### WHAT IS BEING ASKED
Extract, without alteration, the lines that begin at the line containing "Target — stone veneer wainscot" and end after the line containing "column 414, row 49", including both of those lines.

[Location identification lines]
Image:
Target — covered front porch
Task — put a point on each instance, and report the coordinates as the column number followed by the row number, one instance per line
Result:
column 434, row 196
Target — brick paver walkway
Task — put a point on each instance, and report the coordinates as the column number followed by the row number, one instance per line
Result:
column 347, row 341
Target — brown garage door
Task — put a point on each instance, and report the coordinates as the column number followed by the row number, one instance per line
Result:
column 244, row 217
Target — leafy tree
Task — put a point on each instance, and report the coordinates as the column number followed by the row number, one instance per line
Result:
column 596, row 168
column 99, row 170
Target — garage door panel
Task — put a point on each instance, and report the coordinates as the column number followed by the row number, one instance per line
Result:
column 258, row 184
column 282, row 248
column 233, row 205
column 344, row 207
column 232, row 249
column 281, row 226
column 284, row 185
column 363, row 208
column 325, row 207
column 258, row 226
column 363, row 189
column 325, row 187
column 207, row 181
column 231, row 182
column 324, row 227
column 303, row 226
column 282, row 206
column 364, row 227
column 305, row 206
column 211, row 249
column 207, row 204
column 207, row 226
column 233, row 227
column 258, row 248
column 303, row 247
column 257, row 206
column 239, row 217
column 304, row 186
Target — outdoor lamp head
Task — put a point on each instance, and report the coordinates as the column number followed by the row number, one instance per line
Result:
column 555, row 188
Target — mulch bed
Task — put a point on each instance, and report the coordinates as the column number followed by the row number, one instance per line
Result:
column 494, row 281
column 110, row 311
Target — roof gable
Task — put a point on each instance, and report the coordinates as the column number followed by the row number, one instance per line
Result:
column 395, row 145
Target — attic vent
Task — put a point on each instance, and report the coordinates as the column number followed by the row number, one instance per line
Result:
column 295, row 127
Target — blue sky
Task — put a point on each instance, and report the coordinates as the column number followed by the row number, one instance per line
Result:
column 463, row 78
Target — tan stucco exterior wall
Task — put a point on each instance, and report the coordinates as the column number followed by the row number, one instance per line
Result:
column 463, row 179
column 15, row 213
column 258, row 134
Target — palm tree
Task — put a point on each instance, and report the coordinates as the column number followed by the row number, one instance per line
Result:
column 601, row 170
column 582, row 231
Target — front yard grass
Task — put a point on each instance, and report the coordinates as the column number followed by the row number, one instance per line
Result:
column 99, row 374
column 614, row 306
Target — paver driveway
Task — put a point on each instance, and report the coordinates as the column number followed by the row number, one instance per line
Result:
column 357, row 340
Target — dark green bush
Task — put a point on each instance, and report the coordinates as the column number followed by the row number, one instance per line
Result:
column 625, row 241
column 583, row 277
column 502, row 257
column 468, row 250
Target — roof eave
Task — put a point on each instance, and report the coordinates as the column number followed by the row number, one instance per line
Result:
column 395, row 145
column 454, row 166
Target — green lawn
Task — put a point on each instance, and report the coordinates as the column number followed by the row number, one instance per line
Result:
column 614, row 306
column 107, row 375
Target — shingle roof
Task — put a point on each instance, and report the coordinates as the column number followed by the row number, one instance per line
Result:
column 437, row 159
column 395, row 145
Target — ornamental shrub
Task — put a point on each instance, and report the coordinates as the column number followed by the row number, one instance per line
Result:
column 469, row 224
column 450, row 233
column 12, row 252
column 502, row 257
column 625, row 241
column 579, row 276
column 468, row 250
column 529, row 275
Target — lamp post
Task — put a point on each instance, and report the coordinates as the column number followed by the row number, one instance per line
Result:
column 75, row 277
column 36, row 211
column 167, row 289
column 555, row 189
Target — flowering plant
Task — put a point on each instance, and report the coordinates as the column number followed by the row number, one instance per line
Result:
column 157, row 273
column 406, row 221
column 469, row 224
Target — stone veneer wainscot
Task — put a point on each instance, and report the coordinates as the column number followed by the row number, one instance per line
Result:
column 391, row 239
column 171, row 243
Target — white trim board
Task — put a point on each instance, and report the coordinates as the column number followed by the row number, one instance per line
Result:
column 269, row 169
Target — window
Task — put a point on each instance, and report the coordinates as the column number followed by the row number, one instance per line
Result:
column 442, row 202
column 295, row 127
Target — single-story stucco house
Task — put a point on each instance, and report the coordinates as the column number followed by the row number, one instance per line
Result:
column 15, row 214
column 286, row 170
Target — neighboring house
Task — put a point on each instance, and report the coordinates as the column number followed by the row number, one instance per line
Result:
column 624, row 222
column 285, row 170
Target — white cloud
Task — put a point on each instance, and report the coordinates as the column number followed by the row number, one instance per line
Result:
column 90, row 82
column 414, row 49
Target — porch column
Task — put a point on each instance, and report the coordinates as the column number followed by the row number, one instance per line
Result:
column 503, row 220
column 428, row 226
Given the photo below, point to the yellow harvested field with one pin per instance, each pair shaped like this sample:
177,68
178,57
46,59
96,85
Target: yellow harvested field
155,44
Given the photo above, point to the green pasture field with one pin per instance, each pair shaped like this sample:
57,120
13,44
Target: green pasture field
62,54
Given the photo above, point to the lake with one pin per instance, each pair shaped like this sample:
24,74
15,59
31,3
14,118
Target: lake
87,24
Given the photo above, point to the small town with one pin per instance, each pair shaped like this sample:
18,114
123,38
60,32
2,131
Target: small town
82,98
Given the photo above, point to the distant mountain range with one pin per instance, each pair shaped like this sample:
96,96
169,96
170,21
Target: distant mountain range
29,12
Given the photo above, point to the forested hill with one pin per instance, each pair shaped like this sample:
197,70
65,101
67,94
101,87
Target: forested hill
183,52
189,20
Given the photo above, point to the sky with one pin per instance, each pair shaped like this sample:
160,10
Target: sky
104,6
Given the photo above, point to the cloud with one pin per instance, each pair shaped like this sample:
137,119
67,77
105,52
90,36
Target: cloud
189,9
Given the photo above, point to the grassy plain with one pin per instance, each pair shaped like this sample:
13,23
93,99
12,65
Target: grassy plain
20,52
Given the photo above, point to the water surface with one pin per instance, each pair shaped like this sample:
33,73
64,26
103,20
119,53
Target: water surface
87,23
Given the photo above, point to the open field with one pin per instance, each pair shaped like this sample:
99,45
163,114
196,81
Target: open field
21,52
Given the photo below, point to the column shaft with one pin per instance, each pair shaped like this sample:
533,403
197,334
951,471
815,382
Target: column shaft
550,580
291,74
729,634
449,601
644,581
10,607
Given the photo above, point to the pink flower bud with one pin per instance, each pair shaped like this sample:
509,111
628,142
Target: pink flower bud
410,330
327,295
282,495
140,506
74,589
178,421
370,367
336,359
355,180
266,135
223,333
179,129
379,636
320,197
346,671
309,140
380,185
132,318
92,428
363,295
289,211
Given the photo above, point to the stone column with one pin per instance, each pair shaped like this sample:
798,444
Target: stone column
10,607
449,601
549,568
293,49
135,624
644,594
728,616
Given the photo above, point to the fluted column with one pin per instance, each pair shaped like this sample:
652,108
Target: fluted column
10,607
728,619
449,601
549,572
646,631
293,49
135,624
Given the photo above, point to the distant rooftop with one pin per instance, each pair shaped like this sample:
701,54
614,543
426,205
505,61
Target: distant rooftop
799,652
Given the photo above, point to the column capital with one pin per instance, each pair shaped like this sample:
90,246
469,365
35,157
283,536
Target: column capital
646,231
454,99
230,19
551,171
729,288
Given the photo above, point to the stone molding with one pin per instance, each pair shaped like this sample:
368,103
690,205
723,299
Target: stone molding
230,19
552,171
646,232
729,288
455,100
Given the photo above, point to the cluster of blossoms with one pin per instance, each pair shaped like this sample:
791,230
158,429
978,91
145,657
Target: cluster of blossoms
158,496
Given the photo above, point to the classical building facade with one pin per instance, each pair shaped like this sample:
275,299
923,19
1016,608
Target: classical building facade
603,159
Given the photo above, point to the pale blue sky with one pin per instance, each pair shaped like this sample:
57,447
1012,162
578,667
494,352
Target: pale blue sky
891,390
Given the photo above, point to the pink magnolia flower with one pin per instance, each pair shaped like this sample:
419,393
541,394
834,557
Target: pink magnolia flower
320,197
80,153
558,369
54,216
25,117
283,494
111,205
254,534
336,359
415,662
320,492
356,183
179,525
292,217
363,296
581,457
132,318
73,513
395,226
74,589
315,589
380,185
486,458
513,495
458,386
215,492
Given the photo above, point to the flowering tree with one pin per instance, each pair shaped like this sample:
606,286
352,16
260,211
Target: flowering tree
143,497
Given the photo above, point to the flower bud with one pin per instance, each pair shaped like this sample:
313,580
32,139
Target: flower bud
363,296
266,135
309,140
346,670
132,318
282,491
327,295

### WRITTEN RESPONSE
Target — stone veneer wainscot
Task — put a point on each instance, and report the coordinates as the column number followed by the row number, one instance per line
Result:
column 391, row 239
column 171, row 243
Target — white trim board
Task — put a point on each instance, and report the coordinates as the column number followed by the row number, one instance per line
Result:
column 269, row 169
Target — window
Task — put a point on each instance, and report the coordinates as the column number followed by the row number, one instance per line
Result:
column 442, row 202
column 295, row 127
Target — single-story stucco house
Task — put a point on each instance, and report the coordinates as the column number followed by the row number, one instance per line
Result:
column 15, row 214
column 286, row 170
Target — neighboring house
Task — put a point on each instance, and report the coordinates as the column number followed by the row number, one instance per line
Result:
column 624, row 222
column 285, row 170
Target — white cloud
Task — put a point on each instance, and report the coordinates as the column number followed by the row number, one instance per line
Result:
column 90, row 82
column 414, row 49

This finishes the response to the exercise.